##### Task data #####

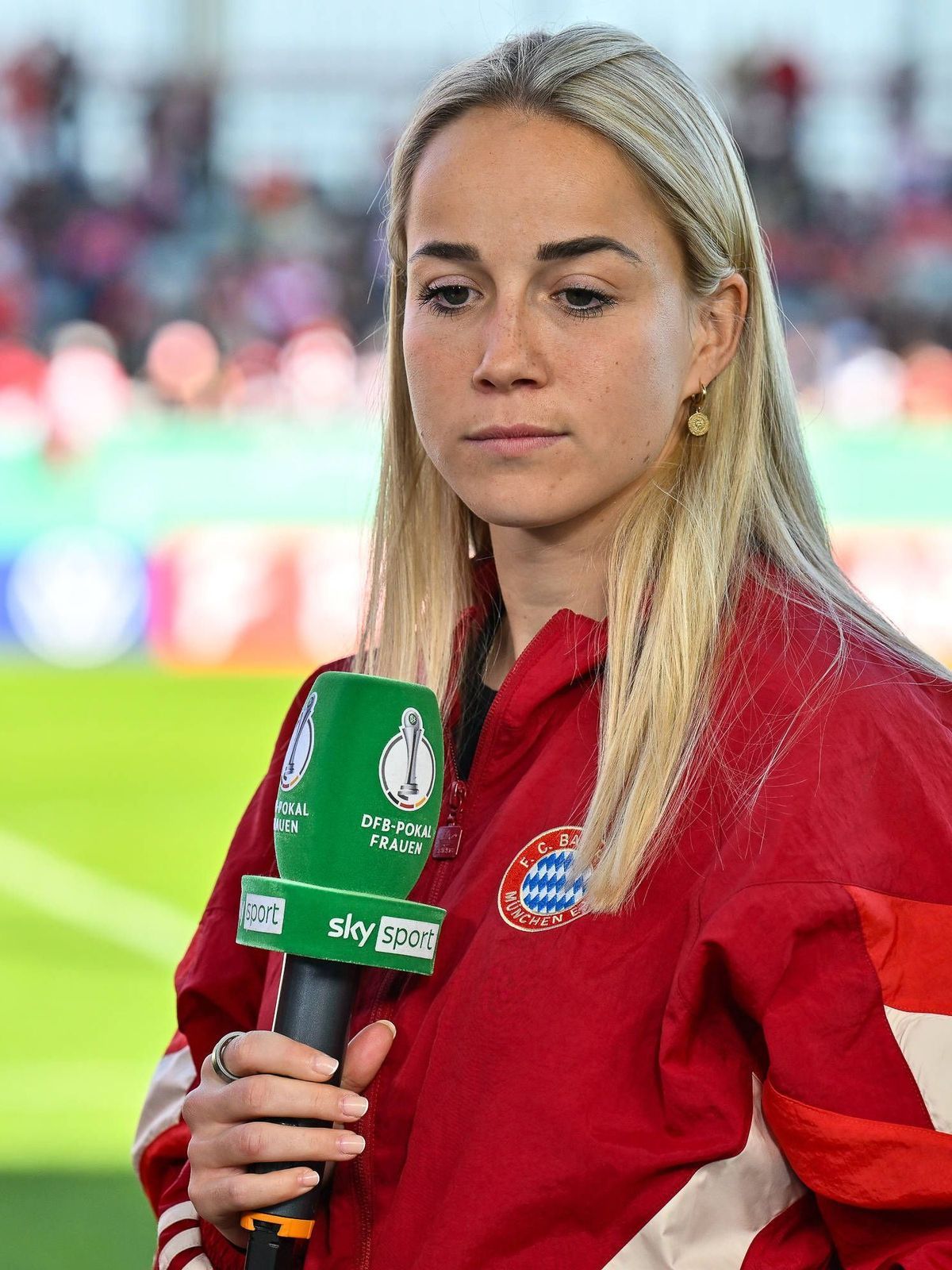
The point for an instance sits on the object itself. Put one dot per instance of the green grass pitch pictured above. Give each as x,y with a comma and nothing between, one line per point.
140,776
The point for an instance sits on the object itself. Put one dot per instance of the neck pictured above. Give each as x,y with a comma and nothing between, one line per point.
537,577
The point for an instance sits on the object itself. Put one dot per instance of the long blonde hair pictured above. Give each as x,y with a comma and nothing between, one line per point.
689,537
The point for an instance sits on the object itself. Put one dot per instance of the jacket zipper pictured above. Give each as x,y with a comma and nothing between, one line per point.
447,842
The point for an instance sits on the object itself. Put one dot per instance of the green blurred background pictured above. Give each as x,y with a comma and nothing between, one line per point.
190,306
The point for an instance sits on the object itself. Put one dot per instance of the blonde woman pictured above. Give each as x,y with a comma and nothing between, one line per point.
692,997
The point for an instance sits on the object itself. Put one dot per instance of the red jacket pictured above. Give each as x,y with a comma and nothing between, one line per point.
753,1068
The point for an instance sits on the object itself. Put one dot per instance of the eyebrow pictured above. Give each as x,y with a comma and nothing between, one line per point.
566,251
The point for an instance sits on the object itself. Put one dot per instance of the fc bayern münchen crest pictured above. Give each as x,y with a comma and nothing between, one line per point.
533,895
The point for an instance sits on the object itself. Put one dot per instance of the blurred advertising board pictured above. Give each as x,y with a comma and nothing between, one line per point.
205,546
255,597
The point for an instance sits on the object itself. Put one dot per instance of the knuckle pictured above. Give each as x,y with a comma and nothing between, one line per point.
251,1141
251,1092
190,1108
234,1191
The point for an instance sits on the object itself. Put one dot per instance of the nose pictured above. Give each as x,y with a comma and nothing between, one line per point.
509,355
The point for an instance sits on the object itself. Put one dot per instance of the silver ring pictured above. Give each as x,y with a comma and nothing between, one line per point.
221,1071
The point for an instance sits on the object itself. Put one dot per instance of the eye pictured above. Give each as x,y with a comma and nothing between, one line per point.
429,298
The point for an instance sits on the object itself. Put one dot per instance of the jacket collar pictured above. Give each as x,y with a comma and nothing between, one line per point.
568,648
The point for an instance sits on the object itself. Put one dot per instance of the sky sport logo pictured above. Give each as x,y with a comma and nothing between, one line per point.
263,914
533,895
300,747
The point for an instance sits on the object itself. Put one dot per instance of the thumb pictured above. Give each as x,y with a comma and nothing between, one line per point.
366,1053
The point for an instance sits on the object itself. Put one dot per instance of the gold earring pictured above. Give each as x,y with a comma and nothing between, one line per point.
698,423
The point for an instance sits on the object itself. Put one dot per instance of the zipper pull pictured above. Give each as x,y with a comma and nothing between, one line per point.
446,845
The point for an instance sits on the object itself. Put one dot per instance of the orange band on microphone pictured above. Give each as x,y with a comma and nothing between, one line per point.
289,1227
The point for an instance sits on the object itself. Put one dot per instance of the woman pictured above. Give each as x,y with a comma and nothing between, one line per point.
692,991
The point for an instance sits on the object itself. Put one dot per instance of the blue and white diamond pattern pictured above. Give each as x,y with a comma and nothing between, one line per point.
543,886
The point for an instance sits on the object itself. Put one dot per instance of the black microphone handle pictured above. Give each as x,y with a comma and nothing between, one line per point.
315,1000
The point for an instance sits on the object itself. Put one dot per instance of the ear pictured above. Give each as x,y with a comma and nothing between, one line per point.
717,327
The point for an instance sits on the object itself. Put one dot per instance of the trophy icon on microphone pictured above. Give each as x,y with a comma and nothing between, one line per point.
406,766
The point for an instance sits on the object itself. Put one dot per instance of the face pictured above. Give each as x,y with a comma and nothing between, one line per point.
597,347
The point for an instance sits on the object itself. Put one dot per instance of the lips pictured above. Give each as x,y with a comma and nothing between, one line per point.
520,429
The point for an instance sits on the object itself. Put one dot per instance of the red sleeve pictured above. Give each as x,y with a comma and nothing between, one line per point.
852,988
219,990
837,950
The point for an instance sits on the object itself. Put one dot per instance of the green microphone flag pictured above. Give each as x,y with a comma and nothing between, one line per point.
357,810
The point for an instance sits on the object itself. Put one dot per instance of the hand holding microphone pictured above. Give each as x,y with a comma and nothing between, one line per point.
276,1077
355,821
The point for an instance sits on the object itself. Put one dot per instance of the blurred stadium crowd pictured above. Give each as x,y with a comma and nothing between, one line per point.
234,300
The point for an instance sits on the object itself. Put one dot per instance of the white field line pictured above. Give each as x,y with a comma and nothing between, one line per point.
95,905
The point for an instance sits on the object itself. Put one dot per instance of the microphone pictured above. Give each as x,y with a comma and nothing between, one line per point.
355,819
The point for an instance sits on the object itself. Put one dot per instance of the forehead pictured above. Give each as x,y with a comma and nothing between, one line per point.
493,175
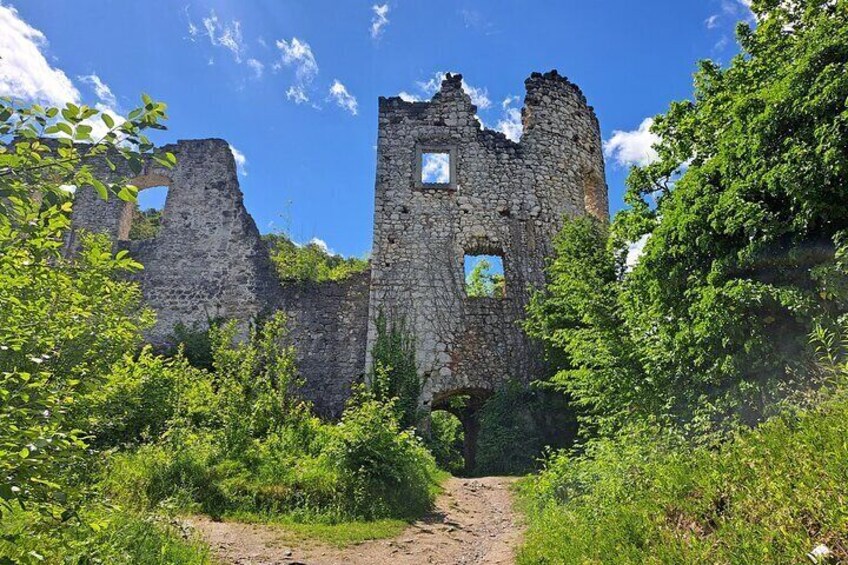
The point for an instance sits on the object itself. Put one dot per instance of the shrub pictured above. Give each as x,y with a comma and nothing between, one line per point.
310,262
508,442
384,470
446,441
139,399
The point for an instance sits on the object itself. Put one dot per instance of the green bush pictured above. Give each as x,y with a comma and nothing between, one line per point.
768,496
384,470
310,262
139,399
446,441
237,441
394,376
508,442
364,468
103,535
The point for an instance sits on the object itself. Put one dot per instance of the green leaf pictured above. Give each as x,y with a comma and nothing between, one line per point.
100,188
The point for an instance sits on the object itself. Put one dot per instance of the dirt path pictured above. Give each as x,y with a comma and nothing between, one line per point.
472,523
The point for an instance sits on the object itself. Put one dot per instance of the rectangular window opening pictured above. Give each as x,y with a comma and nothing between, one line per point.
484,276
436,168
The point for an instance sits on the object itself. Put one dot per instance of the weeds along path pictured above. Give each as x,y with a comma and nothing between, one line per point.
473,523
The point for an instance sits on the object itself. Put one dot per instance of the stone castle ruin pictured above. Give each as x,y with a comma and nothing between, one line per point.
501,198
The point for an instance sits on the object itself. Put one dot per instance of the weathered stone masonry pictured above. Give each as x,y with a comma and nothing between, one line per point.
504,198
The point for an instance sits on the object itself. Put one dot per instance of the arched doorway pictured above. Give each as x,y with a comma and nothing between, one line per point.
465,405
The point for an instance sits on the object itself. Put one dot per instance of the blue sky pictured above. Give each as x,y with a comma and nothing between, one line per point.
293,86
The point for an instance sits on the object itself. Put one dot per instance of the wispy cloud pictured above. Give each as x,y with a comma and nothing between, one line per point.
257,67
222,34
379,20
435,168
479,96
633,147
101,90
298,54
24,70
241,161
510,124
344,99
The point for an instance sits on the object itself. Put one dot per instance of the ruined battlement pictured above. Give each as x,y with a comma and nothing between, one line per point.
493,196
499,197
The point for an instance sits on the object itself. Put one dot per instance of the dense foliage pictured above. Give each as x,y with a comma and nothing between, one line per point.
310,261
746,213
238,442
101,438
744,219
770,495
508,442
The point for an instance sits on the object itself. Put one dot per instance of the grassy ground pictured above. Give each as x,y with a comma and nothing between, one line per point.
770,496
102,536
339,534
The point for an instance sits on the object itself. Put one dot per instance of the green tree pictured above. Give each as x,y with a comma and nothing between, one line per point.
64,319
310,262
746,211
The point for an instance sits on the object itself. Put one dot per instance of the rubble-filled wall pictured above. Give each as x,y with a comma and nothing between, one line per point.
503,198
328,326
208,260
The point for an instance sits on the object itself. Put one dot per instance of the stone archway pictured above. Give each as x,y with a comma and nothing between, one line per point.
465,404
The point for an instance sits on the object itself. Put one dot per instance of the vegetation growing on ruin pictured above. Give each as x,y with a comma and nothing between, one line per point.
310,261
671,361
481,282
103,439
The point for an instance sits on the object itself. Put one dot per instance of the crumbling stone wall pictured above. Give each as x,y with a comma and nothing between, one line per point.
328,327
208,261
504,198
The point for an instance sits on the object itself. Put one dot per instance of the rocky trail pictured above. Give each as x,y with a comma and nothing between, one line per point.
473,522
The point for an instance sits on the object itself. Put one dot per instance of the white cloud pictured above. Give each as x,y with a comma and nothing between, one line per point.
321,244
298,54
633,147
380,20
226,35
343,98
407,97
101,90
435,168
241,161
479,96
24,71
297,95
258,67
635,250
510,124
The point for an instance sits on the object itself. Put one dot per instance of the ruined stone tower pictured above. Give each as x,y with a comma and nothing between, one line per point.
499,198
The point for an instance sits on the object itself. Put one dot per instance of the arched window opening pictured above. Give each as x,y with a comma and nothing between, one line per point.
484,276
143,219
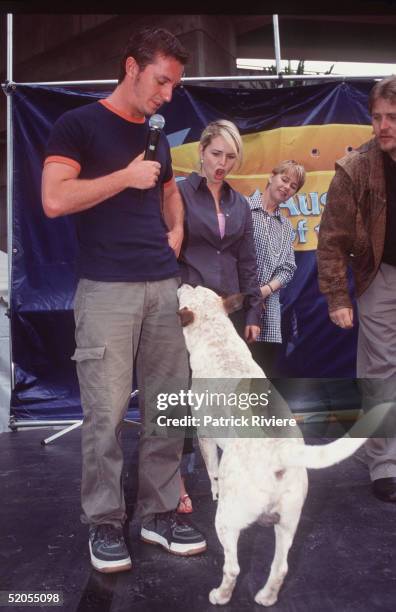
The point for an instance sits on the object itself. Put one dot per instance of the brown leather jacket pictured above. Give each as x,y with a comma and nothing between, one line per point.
352,229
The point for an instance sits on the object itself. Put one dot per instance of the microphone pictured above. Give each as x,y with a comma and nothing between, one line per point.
156,124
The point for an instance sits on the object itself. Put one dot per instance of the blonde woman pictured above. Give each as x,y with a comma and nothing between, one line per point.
273,237
218,248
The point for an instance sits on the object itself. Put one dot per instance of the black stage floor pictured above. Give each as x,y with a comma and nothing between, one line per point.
343,558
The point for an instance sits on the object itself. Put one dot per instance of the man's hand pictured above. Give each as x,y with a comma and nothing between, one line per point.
251,333
175,239
142,173
343,317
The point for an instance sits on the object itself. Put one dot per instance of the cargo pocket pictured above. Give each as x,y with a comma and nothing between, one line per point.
90,366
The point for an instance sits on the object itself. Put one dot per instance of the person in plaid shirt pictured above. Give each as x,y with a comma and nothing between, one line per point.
273,237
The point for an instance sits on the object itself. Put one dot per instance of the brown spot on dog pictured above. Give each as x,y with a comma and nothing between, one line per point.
233,302
267,519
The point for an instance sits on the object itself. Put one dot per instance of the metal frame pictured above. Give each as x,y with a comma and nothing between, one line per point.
9,86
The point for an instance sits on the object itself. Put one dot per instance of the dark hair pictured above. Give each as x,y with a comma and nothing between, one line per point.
146,43
385,89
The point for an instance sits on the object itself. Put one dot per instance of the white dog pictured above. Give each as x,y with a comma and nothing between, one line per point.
259,479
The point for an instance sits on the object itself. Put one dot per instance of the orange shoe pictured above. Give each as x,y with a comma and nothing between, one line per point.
185,505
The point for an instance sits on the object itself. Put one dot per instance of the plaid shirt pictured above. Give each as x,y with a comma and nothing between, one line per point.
273,237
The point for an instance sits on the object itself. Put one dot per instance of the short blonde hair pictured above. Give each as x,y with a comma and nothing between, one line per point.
228,131
290,166
385,89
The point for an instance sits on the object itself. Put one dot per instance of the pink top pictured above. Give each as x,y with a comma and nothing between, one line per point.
221,220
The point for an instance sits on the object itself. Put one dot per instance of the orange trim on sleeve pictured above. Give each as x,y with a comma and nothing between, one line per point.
168,183
126,116
63,160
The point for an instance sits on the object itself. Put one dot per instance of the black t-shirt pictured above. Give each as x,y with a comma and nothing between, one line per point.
389,254
124,237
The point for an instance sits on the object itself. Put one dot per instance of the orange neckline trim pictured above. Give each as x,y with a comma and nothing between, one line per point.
113,109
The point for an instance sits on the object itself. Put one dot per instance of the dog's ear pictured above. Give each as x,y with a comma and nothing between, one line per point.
186,316
233,302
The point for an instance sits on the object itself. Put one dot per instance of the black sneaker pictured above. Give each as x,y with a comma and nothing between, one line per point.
108,549
173,533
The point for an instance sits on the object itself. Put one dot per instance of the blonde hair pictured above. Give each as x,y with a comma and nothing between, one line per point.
228,131
385,89
290,166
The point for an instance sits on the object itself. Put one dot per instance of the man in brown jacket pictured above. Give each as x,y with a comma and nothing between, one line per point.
358,228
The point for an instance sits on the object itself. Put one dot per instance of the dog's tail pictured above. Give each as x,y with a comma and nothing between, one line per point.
325,455
320,455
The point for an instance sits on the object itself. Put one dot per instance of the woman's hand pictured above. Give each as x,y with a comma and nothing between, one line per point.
265,291
251,333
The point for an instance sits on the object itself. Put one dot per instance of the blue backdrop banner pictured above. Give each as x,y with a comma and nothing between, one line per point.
314,124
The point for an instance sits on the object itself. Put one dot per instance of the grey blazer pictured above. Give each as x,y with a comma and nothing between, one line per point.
227,265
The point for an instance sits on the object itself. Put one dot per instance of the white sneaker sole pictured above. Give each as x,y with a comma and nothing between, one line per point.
107,567
151,537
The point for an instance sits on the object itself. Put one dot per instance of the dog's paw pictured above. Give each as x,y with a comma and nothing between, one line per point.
217,597
266,598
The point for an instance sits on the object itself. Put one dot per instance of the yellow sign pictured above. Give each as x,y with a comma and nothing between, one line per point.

#####

▶ Requirements
Starting at the line that contains "man in brown", repeat each line exactly through the last one in the listing. Include both of those lines and nothing more.

▶ Right answer
The point for an instance sits on the object itself. Put one dot per instance of the man in brown jacket pictured above. Give each as x,y with a comma and nothing between, one line per point.
358,228
The point for an instance sits on the object itself. Put one dot per instance of the dog's tail pictured above. Give each as x,y with a comma and nothing between, one line per point.
325,455
320,455
The point for an instance sits on the object itself. Put one dot per instance of the woman's hand pictured above. Give each as x,y with a comma and nothing between, one line per point.
265,291
251,333
The point for an instance sits on the object itself. Put one dot per instance of the blue backdrop banner pictured above. Give each as x,y with a comma and nothing between, one line per point.
314,124
The point for an instance sits on the object itself. Put one dot per instance of the grey blazer pictured above. Give each as x,y with a comma and nothing between, one line per point.
227,265
The point for an instance sits on the object itself. Put one dot per instance of the white sneaker sole pictured above. Give each as x,y with a comma and nothing between, one line per point.
107,567
151,537
The point for an instance sits on the object itself. Put one dot per instance of the dog's paw pictured above. Give each as x,y with a comma and nothing between, one line per point.
217,597
266,598
The point for an instance sits on the object itself. Put one dot per instance of the yellow sign pictured above. Give each as x,y with a comma and nothing between, one line per point.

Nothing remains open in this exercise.